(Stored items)
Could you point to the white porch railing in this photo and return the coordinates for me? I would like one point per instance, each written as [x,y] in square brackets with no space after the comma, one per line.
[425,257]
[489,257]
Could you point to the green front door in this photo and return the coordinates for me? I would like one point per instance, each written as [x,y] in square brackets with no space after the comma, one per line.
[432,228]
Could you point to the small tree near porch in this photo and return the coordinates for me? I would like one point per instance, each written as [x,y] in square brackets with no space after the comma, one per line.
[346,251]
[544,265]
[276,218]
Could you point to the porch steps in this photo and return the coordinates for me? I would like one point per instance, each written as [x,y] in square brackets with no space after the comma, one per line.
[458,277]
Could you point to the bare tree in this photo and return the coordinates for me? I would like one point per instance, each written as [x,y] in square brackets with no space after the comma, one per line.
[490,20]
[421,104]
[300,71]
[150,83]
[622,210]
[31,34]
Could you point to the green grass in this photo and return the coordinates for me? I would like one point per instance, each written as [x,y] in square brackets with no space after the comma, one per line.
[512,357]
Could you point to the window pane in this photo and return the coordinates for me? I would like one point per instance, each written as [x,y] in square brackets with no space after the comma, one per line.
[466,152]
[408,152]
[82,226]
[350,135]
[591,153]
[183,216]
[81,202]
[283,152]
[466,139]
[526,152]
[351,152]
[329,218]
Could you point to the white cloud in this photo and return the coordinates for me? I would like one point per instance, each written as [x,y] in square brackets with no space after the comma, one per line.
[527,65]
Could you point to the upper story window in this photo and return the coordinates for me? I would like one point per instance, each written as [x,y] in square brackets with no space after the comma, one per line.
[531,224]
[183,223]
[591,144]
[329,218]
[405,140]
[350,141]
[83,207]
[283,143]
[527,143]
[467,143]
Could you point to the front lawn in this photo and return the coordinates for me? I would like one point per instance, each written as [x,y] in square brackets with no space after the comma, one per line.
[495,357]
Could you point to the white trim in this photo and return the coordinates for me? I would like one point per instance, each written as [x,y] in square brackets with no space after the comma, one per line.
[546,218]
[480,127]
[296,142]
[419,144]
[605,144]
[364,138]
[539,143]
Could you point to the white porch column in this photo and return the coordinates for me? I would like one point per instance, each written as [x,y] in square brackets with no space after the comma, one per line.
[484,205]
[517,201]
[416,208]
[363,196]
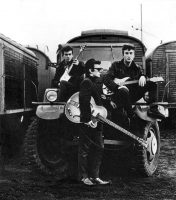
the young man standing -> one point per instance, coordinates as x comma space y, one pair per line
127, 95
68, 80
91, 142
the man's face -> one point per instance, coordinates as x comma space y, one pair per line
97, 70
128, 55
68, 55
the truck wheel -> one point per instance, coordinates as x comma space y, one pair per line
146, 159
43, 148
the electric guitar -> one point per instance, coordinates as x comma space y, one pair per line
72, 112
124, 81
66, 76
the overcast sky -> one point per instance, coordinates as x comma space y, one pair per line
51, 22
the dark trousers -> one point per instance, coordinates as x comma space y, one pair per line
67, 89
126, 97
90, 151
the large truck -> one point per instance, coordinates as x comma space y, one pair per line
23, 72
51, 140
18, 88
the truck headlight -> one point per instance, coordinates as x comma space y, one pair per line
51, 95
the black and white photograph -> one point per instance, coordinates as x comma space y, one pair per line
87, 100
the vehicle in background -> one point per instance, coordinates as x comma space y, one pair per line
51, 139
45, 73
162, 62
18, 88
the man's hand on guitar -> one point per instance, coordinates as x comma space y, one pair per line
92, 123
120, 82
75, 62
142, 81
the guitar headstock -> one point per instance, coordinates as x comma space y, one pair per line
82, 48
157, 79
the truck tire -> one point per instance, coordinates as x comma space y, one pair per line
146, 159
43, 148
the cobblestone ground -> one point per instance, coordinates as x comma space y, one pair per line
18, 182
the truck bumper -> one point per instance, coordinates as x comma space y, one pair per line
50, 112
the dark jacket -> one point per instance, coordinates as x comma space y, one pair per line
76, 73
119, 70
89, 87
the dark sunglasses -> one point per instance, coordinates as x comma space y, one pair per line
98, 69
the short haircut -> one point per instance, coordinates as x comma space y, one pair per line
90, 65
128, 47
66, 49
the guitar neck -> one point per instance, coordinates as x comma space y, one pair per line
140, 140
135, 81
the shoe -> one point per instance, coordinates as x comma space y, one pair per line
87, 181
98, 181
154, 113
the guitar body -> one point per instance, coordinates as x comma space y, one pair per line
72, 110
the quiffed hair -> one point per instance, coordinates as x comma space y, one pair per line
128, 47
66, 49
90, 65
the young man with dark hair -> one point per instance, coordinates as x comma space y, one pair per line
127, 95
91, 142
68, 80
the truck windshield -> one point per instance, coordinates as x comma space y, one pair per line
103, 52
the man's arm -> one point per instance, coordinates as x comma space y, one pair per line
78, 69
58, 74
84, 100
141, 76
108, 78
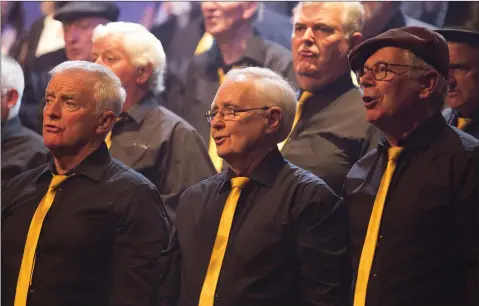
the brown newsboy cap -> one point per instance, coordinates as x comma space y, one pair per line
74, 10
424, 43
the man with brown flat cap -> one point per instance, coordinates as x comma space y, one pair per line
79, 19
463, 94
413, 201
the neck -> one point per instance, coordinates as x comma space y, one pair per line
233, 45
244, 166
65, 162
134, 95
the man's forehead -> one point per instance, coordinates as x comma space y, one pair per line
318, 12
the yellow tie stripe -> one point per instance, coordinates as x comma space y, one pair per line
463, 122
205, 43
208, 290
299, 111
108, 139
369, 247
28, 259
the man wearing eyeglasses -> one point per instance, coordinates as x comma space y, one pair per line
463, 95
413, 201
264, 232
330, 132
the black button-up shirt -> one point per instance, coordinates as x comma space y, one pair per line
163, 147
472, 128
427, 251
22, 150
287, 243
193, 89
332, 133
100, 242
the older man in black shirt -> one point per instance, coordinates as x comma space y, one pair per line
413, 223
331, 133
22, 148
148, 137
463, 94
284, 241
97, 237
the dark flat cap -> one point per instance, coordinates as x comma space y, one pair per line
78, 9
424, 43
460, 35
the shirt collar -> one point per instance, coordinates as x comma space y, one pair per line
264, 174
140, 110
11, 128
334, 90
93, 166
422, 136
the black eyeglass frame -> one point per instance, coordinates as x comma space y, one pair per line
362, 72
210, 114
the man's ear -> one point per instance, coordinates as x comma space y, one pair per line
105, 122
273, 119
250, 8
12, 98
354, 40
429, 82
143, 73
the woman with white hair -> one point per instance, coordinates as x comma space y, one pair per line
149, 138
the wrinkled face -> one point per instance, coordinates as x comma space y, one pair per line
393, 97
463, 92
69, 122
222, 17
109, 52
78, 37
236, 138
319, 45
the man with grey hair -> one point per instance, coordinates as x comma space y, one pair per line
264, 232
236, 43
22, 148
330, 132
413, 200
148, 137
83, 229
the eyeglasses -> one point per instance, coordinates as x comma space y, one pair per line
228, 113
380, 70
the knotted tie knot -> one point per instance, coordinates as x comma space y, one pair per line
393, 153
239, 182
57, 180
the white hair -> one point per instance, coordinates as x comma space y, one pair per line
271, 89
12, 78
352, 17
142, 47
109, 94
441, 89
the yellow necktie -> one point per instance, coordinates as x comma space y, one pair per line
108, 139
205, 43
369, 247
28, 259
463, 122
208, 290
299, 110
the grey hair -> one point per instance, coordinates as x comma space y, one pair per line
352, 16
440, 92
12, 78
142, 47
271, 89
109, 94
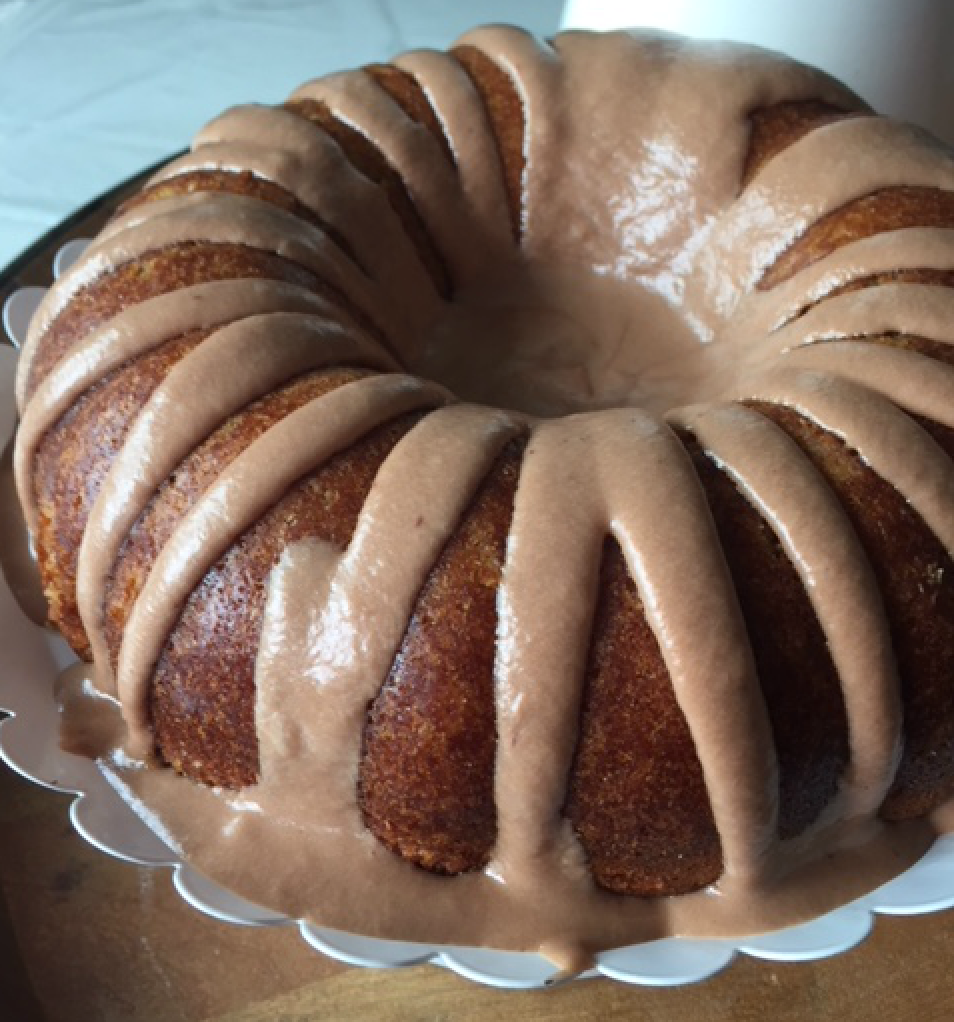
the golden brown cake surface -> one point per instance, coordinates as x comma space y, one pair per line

==

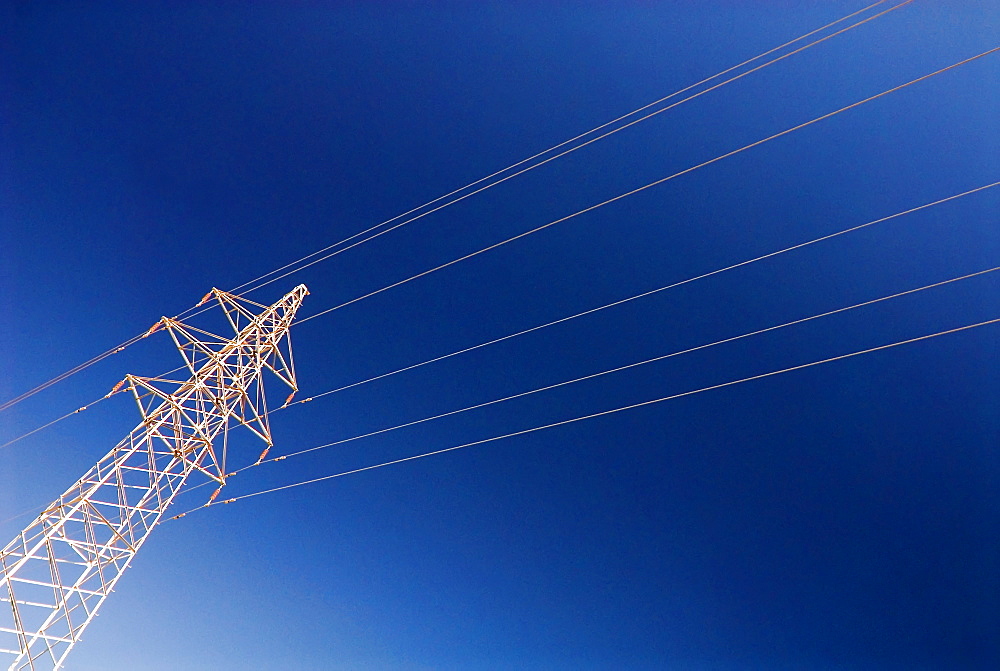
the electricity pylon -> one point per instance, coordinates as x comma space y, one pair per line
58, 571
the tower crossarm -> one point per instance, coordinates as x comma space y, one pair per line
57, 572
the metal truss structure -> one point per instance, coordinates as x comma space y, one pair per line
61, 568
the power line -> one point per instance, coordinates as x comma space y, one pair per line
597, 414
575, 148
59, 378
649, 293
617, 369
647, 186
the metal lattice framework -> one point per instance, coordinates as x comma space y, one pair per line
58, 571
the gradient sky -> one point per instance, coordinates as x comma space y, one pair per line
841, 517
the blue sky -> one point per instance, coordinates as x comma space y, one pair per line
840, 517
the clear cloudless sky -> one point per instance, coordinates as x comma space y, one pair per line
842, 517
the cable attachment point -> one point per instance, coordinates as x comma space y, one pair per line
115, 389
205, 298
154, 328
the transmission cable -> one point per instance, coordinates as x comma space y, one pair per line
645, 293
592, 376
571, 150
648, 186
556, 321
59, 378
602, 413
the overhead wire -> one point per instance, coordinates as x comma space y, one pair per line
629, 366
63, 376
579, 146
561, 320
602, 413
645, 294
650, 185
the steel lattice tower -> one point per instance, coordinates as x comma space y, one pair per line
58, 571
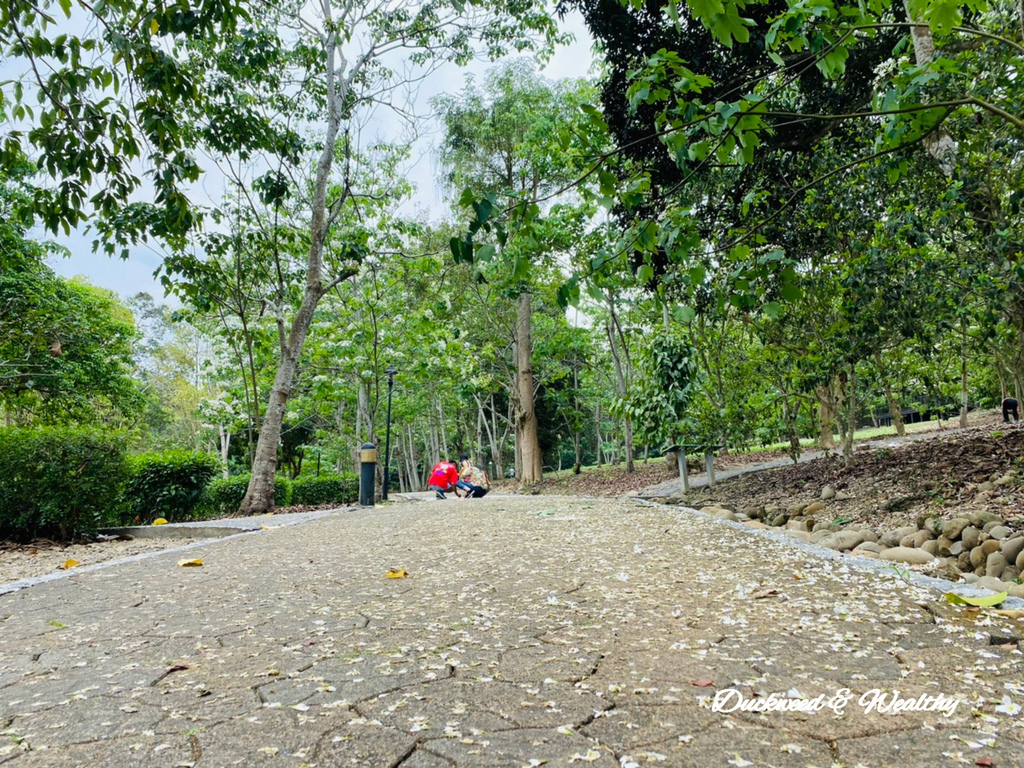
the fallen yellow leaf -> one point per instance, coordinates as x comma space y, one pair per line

* * *

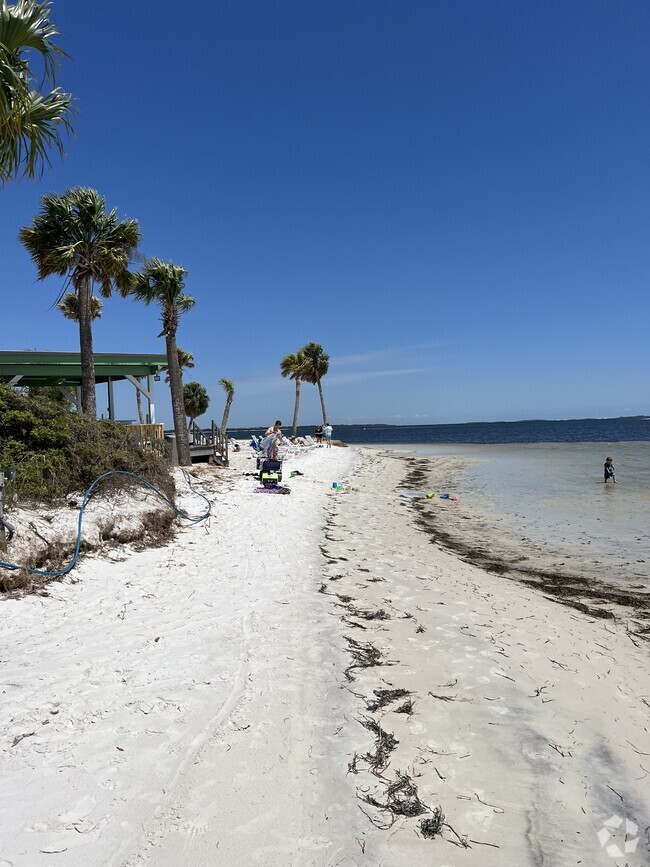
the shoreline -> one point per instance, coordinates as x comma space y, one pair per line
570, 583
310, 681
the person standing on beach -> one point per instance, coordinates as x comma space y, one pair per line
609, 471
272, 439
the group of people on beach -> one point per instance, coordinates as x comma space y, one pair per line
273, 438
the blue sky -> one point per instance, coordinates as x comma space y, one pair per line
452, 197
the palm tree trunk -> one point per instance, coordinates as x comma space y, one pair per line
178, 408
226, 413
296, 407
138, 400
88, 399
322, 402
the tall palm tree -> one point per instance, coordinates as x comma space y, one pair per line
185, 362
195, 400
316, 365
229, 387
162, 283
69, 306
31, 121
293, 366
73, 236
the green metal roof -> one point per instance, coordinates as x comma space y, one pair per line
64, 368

▶ [What to work on] From the records above, extract the lines from the one holding "the metal lattice" through the one holding "the fallen yellow", word for word; omit the pictures.

▶ [Reply]
the metal lattice framework -> one point per instance, coordinates as x comma space y, one pair per line
58, 571
the gradient sky -> one point per instance, coordinates as x comma space y, one pair per line
841, 517
the blue sky -> one point per instance, coordinates as x comma space y, one pair per line
840, 517
the clear cloudless sky -> one point per instance, coordinates as x comma space y, one pair per line
842, 517
the cable attachment point -> one point per instance, coordinates as x comma space y, one pair per line
115, 389
205, 298
154, 328
the transmission cable -> one point per instance, coordinates as x comma space y, one pair per line
645, 293
592, 376
571, 150
648, 186
556, 321
59, 378
602, 413
the overhead wire -> one point per instance, coordinates as x comma space y, one pair per line
629, 366
63, 376
579, 146
561, 320
602, 413
645, 294
650, 185
the steel lattice tower -> one point per instance, coordinates as x comma space y, one pair per line
58, 571
the fallen yellow leaf -> one point per instance, coordinates as x comma space y, one pair per line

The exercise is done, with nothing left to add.